▸ Task requirements
Reproduce the items below verbatim, from the line that contains "rolling green ridge." through the line that contains "[[91, 249, 640, 426]]", omitting the pictures.

(Object detection data)
** Start **
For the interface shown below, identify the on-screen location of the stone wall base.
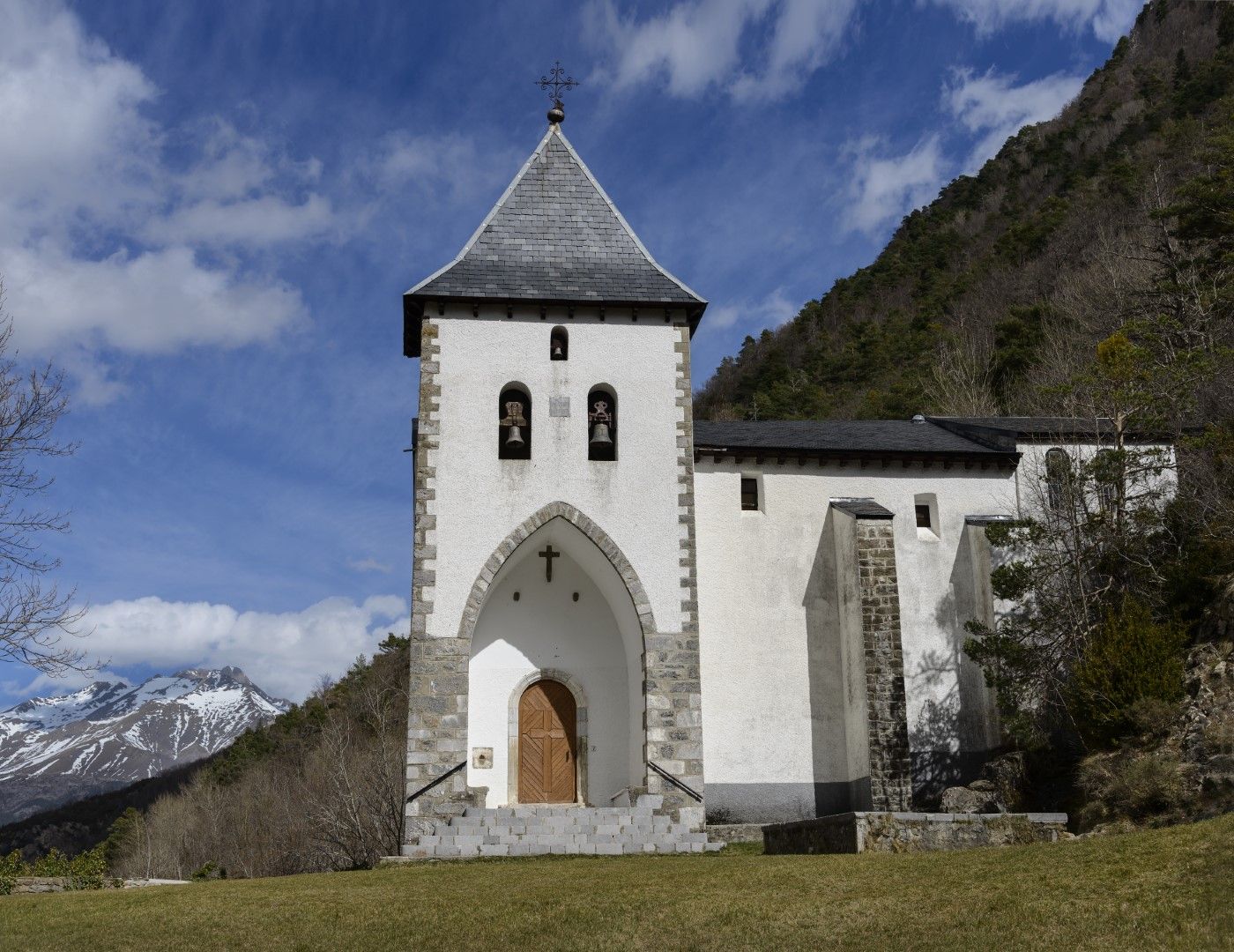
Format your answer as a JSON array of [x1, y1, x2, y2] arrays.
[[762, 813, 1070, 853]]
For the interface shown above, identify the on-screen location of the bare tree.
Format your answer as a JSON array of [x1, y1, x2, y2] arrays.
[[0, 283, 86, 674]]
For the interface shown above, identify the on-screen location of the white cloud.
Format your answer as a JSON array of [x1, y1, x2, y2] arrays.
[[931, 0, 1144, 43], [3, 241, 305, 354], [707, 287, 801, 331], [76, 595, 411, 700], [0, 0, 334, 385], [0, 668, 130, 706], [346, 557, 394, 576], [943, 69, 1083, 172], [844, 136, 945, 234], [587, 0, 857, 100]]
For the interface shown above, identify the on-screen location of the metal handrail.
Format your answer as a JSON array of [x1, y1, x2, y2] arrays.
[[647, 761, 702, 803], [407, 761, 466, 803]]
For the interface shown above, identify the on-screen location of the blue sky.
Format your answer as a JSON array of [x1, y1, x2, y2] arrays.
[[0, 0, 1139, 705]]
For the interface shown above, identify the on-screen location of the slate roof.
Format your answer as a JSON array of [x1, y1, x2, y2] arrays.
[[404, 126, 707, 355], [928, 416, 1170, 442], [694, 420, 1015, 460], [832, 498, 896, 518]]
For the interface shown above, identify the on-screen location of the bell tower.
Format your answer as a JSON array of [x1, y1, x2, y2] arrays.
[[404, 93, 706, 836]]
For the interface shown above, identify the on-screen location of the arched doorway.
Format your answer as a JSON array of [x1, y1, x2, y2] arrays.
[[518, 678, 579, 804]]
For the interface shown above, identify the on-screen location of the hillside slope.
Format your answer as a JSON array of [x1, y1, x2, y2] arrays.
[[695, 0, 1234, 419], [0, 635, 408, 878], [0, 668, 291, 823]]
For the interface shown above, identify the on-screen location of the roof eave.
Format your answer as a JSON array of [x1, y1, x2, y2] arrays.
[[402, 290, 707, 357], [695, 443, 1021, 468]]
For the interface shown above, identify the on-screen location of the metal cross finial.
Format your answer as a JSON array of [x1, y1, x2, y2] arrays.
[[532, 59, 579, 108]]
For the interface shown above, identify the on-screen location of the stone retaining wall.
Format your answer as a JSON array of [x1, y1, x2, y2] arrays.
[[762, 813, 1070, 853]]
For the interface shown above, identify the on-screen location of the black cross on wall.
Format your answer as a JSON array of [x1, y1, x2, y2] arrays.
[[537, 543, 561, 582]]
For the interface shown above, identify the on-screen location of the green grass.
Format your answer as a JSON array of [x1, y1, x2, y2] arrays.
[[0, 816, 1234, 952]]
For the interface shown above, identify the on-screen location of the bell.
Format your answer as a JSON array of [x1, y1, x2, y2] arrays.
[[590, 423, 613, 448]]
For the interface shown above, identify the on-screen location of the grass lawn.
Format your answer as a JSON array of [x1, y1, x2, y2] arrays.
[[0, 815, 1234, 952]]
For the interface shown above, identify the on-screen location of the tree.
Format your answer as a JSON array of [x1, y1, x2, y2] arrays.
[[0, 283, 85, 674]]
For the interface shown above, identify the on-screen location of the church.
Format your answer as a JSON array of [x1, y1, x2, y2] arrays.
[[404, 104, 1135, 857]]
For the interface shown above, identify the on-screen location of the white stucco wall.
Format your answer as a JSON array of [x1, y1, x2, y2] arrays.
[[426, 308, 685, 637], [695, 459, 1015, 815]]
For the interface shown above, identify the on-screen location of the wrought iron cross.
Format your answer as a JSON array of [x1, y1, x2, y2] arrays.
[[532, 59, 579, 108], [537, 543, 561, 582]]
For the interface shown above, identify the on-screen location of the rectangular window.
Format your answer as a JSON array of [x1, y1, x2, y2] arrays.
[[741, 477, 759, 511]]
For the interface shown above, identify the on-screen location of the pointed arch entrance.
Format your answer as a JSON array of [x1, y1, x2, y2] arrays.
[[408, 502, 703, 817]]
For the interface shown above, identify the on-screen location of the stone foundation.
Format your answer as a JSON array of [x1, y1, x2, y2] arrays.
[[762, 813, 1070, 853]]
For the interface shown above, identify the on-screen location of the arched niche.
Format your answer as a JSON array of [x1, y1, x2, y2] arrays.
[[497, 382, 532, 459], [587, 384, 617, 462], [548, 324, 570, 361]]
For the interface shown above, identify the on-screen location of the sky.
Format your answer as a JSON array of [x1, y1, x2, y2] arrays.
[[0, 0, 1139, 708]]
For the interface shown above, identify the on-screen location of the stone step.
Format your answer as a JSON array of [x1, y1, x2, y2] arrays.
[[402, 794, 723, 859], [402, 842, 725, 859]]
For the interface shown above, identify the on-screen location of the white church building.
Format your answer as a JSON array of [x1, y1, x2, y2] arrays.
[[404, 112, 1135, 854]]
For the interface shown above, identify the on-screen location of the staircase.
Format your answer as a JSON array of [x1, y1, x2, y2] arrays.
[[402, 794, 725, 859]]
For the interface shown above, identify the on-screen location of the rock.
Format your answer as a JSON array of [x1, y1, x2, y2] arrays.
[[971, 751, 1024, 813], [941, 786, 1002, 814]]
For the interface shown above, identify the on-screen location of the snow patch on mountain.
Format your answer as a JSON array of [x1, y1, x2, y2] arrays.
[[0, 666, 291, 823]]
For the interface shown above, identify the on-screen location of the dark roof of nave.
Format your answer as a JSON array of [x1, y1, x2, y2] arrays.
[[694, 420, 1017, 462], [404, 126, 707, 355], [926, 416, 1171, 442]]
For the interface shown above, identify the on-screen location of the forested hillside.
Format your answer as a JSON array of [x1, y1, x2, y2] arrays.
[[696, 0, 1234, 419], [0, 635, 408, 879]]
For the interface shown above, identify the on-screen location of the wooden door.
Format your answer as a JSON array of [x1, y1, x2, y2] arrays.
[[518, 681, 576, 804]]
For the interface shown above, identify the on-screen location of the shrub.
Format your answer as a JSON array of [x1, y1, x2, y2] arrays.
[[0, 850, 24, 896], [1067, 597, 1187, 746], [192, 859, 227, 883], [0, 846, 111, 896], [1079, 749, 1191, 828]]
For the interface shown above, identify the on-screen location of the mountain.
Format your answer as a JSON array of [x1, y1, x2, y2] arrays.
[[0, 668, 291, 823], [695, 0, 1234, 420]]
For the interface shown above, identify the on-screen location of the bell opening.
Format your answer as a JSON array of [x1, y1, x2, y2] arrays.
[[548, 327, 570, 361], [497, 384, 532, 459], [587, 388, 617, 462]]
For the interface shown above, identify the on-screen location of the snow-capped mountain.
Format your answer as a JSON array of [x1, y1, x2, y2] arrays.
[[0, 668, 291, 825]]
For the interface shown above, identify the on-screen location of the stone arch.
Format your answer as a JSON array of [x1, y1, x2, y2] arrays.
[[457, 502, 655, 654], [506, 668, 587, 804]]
** End **
** Start **
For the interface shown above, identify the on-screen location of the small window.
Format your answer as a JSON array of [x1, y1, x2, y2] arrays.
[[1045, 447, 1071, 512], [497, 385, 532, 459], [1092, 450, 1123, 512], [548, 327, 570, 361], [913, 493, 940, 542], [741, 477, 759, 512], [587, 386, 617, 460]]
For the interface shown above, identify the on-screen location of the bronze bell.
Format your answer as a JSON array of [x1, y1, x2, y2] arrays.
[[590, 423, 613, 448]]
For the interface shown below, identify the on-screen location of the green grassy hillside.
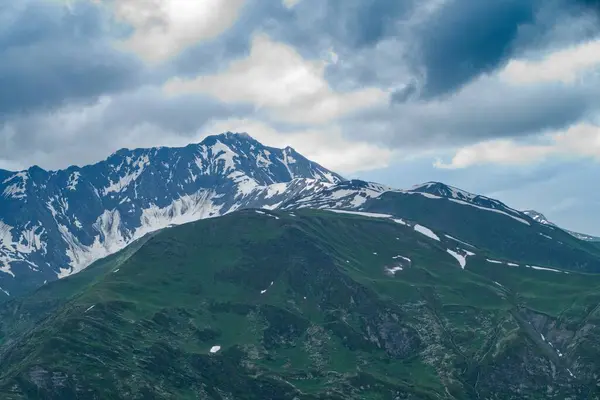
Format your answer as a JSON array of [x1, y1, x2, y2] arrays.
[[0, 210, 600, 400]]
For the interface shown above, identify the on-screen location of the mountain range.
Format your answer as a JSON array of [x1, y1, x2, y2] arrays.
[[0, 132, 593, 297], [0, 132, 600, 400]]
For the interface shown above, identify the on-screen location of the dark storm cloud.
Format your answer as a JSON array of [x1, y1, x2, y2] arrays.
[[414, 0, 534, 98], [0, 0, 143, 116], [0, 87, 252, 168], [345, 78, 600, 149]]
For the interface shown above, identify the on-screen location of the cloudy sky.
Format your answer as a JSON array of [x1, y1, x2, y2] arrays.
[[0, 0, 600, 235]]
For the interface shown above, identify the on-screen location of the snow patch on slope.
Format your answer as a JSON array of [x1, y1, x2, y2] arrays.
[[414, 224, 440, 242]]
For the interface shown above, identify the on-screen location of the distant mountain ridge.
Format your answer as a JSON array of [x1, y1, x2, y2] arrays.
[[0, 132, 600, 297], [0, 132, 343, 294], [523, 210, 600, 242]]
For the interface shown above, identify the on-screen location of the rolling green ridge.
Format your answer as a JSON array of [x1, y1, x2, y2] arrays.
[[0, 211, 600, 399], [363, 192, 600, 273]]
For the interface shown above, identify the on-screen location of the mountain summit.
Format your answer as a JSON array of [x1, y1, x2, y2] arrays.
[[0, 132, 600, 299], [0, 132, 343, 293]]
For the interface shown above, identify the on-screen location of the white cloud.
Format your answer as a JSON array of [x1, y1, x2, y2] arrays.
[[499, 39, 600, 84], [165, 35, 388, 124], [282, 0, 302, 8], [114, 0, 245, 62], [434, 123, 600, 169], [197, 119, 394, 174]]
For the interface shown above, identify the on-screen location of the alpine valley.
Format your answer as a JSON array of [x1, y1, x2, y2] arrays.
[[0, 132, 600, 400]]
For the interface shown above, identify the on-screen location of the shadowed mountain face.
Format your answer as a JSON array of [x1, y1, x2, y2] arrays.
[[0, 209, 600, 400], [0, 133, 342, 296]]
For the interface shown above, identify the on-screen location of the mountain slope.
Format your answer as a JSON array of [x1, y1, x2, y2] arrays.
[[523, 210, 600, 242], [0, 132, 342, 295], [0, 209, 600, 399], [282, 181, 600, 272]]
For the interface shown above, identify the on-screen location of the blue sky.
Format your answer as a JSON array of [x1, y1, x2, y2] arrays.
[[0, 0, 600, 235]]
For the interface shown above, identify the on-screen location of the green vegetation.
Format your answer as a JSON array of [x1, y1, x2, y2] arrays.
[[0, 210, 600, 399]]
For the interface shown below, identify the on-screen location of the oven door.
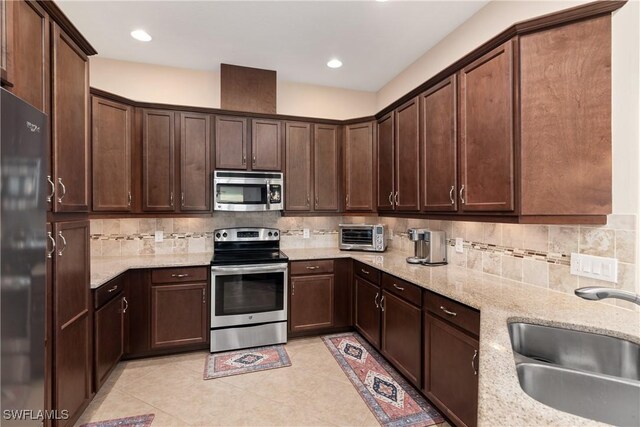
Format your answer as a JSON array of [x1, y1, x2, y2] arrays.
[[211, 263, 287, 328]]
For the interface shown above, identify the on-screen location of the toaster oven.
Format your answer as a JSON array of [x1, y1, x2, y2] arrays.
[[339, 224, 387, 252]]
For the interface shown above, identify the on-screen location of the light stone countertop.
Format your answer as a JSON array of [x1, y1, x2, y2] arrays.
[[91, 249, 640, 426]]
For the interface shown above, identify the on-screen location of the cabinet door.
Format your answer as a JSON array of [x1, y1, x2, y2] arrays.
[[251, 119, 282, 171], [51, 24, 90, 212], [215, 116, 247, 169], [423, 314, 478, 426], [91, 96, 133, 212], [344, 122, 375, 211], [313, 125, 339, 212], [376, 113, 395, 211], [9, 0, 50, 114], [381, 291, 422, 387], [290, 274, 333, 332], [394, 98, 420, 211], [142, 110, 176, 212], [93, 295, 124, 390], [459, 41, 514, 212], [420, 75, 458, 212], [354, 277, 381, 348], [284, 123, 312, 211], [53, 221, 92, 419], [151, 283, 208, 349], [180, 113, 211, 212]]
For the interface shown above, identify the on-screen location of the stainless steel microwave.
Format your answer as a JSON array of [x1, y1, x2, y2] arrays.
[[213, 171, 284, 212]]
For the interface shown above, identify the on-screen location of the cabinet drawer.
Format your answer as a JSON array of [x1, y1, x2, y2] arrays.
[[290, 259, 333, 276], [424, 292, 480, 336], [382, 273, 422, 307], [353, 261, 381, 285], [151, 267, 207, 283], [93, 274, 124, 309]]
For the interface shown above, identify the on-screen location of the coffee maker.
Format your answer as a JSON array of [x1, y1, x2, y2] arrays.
** End **
** Start **
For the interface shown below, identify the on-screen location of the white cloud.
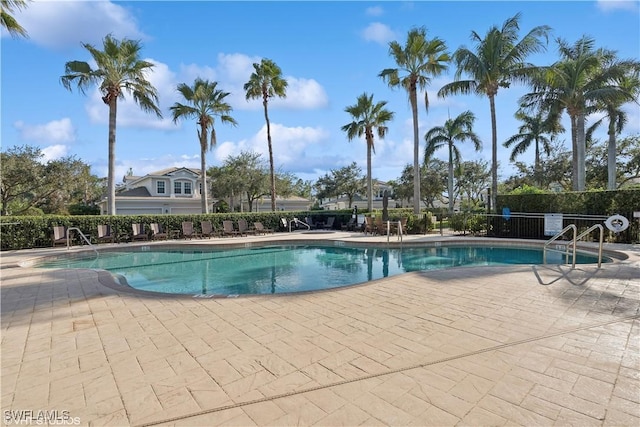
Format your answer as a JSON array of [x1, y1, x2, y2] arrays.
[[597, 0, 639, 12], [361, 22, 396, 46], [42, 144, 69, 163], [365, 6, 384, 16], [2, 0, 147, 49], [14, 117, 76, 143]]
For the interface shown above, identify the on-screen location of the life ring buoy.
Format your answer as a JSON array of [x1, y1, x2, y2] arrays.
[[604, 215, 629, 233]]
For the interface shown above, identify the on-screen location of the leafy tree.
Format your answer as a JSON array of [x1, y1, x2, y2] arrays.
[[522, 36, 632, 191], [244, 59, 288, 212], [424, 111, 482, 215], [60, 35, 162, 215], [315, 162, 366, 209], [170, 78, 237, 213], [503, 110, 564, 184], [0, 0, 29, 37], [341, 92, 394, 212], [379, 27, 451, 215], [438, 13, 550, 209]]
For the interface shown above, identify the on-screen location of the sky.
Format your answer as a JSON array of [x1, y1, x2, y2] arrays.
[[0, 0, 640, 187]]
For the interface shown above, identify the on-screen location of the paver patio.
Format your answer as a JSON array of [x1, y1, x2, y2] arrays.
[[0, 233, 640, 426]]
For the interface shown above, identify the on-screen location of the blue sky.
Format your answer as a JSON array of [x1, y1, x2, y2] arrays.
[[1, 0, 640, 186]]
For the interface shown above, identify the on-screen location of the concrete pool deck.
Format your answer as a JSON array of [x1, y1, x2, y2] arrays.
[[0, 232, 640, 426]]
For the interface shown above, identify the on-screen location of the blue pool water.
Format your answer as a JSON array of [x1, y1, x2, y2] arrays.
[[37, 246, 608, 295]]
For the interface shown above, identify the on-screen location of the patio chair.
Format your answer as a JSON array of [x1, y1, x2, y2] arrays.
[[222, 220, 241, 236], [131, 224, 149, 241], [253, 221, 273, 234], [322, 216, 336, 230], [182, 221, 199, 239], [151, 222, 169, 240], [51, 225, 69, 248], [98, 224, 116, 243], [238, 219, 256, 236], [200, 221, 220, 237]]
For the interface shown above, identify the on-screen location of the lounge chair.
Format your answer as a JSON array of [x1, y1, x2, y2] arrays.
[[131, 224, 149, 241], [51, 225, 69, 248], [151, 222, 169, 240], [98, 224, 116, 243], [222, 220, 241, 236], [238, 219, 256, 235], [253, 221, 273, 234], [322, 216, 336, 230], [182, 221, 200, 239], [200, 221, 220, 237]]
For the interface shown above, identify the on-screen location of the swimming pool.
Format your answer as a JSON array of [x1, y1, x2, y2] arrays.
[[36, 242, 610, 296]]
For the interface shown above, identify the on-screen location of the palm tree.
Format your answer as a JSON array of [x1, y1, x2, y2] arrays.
** End **
▸ Solution to this problem
For the interface shown above, identify the on-screen location of the rolling green ridge.
Format your answer as a JSON array of [x1, y1, x2, y2] arrays.
[[0, 211, 600, 399], [363, 192, 600, 273]]
For the interface shown above, identify the on-screen location of the mountain summit.
Format your answer as a JSON array of [x1, y1, x2, y2] arrays.
[[0, 132, 600, 299], [0, 132, 343, 293]]
For the interface shown above, identify the on-screen location of the white cloud.
Format your answer as a JSON array of [x1, y1, x2, y2] arrays.
[[499, 39, 600, 84], [165, 35, 388, 124], [282, 0, 302, 8], [114, 0, 245, 62], [434, 123, 600, 169], [197, 119, 394, 174]]
For the interface shown above, identify the on-screen location of the alpine valley.
Format your answer as a JSON array of [x1, y1, x2, y2] arrays.
[[0, 132, 600, 400]]
For the interface shown above, identify the on-screen location of the shadowed mountain face.
Format your answer as a JSON array of [x1, y1, x2, y2] arrays.
[[0, 209, 600, 400], [0, 133, 342, 296]]
For the interface shown above, identify the on-screen location of the mountain slope.
Format your answer as a JSON array of [x1, y1, x2, y2] arrays.
[[523, 210, 600, 242], [0, 132, 342, 295], [0, 209, 600, 399], [282, 181, 600, 272]]
For the interface shown above, identify the on-screen location of the blue sky.
Format your answer as a JSON array of [x1, y1, x2, y2] arrays.
[[0, 0, 600, 235]]
For the interface shown above, identify the on-screen location of the green vegetation.
Format your answer as a JSON array of [x1, y1, x2, y2] arrays.
[[0, 210, 600, 399]]
For the interface shown below, identify the on-screen location of the oven door.
Format your answer as a JSON array of [x1, y1, x2, y2] arrays.
[[211, 263, 287, 328]]
For the interface shown above, identify the on-screen location of the toaster oven.
Format your answer as a JSON array of [x1, y1, x2, y2] arrays.
[[339, 224, 387, 252]]
For the interface shown above, identify the on-screen location of the light stone countertop.
Format your answer as a JSON array of [x1, y1, x2, y2] arrays.
[[91, 249, 640, 426]]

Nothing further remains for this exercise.